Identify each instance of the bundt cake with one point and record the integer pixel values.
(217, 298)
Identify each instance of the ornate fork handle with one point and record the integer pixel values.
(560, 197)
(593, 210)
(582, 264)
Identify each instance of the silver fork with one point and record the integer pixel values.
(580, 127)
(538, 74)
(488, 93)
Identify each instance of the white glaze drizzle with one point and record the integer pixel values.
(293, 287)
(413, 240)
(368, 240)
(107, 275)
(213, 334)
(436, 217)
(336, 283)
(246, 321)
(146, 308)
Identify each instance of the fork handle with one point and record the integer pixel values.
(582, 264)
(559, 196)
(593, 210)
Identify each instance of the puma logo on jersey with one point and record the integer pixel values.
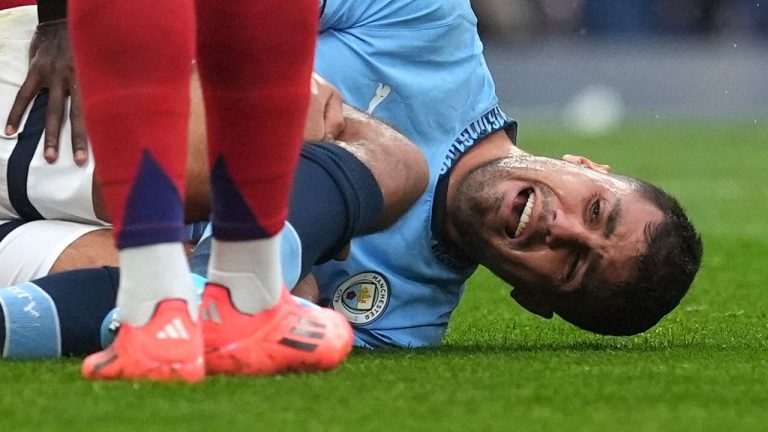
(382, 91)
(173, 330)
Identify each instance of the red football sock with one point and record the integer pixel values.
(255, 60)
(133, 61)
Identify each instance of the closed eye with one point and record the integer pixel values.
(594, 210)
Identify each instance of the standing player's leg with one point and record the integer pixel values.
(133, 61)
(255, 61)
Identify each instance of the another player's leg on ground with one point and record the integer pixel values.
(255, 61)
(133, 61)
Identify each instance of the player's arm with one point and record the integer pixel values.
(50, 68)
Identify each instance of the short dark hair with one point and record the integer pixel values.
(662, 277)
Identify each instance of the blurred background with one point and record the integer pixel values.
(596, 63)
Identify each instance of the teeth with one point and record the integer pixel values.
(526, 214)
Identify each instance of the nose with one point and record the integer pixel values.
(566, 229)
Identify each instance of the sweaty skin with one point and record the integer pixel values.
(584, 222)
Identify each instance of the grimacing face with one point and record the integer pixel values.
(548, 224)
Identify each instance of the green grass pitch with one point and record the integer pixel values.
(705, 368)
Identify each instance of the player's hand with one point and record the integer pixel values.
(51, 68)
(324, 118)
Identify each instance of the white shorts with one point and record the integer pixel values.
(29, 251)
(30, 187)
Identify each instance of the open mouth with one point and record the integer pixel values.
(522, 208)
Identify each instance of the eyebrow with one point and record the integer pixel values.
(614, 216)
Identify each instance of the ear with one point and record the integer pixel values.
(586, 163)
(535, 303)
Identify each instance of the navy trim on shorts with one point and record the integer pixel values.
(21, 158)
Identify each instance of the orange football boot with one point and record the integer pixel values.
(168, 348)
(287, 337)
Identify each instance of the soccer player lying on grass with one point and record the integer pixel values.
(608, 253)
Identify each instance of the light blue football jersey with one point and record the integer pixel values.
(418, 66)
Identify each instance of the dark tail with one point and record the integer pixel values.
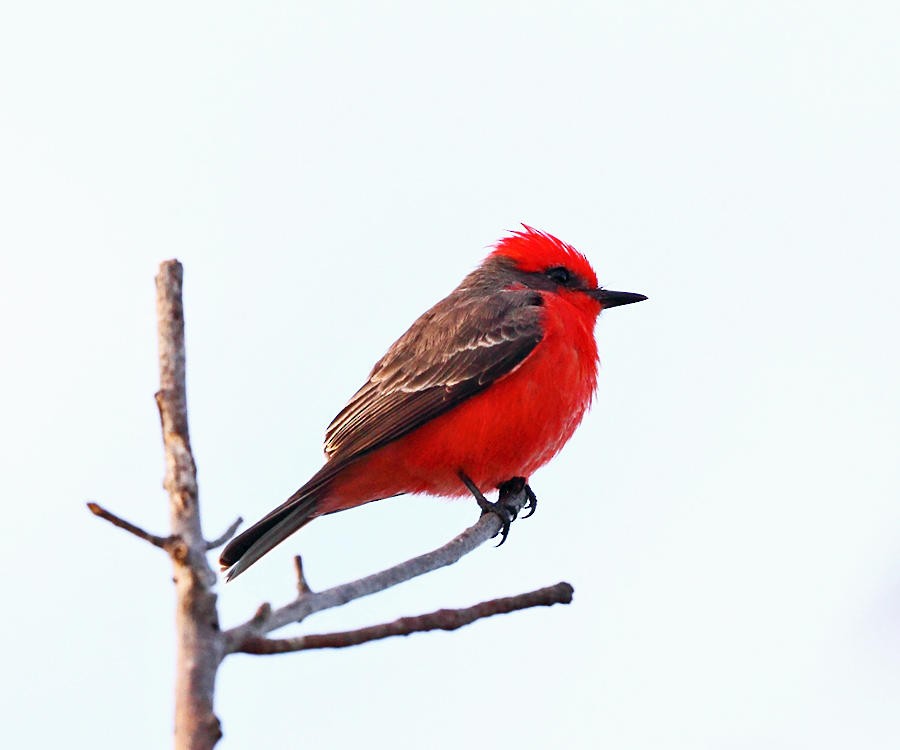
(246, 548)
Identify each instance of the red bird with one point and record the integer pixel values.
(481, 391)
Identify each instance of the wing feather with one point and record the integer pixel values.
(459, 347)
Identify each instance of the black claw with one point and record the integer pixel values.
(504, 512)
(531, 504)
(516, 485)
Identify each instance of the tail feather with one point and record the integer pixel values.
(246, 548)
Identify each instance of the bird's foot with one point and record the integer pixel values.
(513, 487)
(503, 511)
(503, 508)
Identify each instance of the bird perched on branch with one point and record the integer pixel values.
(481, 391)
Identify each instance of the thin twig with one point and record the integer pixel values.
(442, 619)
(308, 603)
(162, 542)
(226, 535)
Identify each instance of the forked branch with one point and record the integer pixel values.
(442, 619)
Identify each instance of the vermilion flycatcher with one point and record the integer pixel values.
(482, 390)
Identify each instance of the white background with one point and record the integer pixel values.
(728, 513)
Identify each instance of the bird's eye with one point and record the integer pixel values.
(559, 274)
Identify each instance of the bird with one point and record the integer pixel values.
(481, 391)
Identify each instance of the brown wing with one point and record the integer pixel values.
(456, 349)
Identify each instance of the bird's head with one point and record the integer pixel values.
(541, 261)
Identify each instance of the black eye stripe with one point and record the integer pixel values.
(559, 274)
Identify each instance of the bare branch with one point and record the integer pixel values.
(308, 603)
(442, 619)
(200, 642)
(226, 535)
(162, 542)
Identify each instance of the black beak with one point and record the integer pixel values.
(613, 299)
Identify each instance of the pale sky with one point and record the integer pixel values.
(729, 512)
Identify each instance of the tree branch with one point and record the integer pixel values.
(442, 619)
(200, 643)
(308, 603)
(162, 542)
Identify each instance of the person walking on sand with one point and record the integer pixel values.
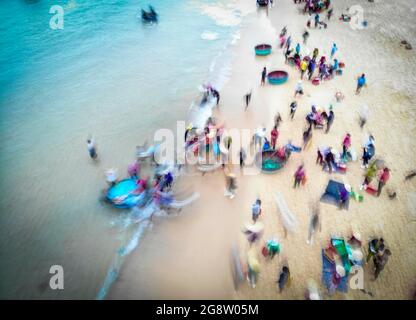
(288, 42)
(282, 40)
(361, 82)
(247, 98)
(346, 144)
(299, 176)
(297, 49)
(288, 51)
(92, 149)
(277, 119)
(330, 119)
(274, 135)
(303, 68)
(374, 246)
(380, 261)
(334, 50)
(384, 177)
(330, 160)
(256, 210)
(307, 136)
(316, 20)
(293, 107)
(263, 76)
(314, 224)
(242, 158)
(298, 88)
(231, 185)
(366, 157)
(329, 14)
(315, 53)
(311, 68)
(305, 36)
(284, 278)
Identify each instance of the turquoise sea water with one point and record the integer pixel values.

_ _ _

Task prompt: Write the entries out again word for word. Omit all pictures from them.

Exercise output:
Identify each instance of the bundt cake with one point and record the integer pixel values.
(217, 298)
Identify each instance of the ornate fork handle with one point and record the integer pixel values.
(560, 197)
(593, 210)
(582, 264)
Identify each instance of the silver fork with one point and record the integer pixel values.
(580, 127)
(538, 74)
(488, 93)
Identify each instance of the white glaze drizzle with one point and record the integer pixel values.
(293, 287)
(413, 240)
(368, 240)
(107, 275)
(213, 334)
(436, 217)
(336, 283)
(246, 321)
(146, 308)
Identify each instance of the fork handle with one point and record the integer pixel values.
(582, 264)
(559, 196)
(593, 210)
Identify each instance of the puma logo on jersey with one point and record the integer pixel values.
(382, 91)
(173, 330)
Identify each instance of the red football sock with one point and record the integer pixel values.
(255, 60)
(133, 61)
Identify each instance of the closed eye with one point and record the integer pixel values.
(594, 210)
Identify each instance of the standing player's leg with one point and record the integer pixel values.
(133, 61)
(255, 61)
Identify each instance of the another player's leg on ground with one point and record the integer pixel values.
(255, 61)
(133, 61)
Identify each instance of the player's arm with one point and record the integer pixel values.
(50, 68)
Identify each instance of the short dark hair with one point and record the integer pixel values.
(662, 277)
Identify each instance of the blurred background with one point and record the integer pixel values.
(596, 63)
Identify each instance of the teeth with one point and record the integer pixel values.
(526, 214)
Identify each instance of the nose with one point and record the integer pixel values.
(566, 229)
Identify each instance of the sweaty skin with one point and record the integer pixel values.
(584, 222)
Identify each instance of the grimacing face with one point and record the integer pixel values.
(548, 224)
Identify each instance of the green grass pitch with one point and record the integer pixel values.
(705, 368)
Identify each instance of the player's hand with one point and record the integer pixel values.
(51, 68)
(324, 118)
Identify each instance of the white shorts with one point and record the integer pixel values.
(29, 251)
(30, 187)
Identify each instance of the open mouth with one point and record the integer pixel values.
(522, 208)
Identify each instance of the eyebrow with one point and record the integer pixel values.
(614, 216)
Identify each instance of the ear with one point and record the integer pixel values.
(586, 163)
(535, 303)
Identify each instance of the navy trim on shorts with one point and record the integer pixel values.
(21, 158)
Identify each instance of the orange football boot with one point and record the integer pixel values.
(168, 348)
(287, 337)
Identify each instance of the soccer player lying on grass with one point and record the integer pixel values.
(608, 253)
Identify each instance of the light blue football jersey with one point and record the integer pixel values.
(418, 66)
Identify each instance of the dark tail with one point and record the integer pixel values.
(246, 548)
Identify each instance of the red bird with one point and record the integer pixel values.
(481, 391)
Identify each instance of the wing feather with one point and record the integer pixel values.
(459, 347)
Identify each instance of the black claw with one point and record the integer pixel values.
(504, 512)
(531, 504)
(516, 485)
Identify each instance of the tail feather with one point and record the integer pixel values.
(246, 548)
Identify each instance of the bird's foot with one point and record the integer pixel values.
(513, 487)
(503, 511)
(503, 508)
Identify each instance of the bird perched on branch with one point and record the integer pixel values.
(481, 391)
Identify each instance of the thin twig with one point and record the integer pixel values.
(442, 619)
(308, 603)
(162, 542)
(226, 535)
Identify each instance of the forked branch with one point and record the integer pixel values.
(442, 619)
Identify each instance of the vermilion flycatcher with one point and record the integer pixel values.
(482, 390)
Identify each instance of the white background with one point and record the integer pixel values.
(728, 513)
Identify each instance of the bird's eye with one point and record the integer pixel values.
(559, 274)
Identify each instance of the bird with one point and record the integer pixel values.
(481, 391)
Identify each instance of the brown wing with one point and record the integer pixel values.
(456, 349)
Identify each instance of the bird's head with one point and record the integer pixel values.
(541, 261)
Identify each instance of the black eye stripe with one point and record the integer pixel values.
(559, 274)
Identify each instance of the bare branch with one point and record the integer pixel values.
(308, 603)
(442, 619)
(200, 642)
(226, 535)
(162, 542)
Identify each instance of the black beak with one point and record the integer pixel values.
(613, 299)
Identify each instance of the pale sky with one point and record the integer pixel values.
(729, 512)
Identify each instance of the tree branch with one point and record the integer pixel values.
(442, 619)
(200, 643)
(308, 603)
(162, 542)
Identify each instance of the person walking on sand with one point and record the integer pixel values.
(288, 42)
(282, 40)
(361, 82)
(247, 98)
(346, 144)
(299, 176)
(297, 49)
(288, 51)
(92, 149)
(277, 119)
(330, 119)
(274, 135)
(303, 68)
(374, 246)
(380, 261)
(334, 50)
(384, 177)
(330, 160)
(256, 210)
(307, 136)
(316, 20)
(293, 107)
(263, 76)
(314, 224)
(242, 158)
(298, 88)
(231, 185)
(366, 157)
(329, 14)
(315, 53)
(311, 68)
(305, 36)
(284, 278)
Identify each instance of the turquoise sea water with one point and record the integer pixel values.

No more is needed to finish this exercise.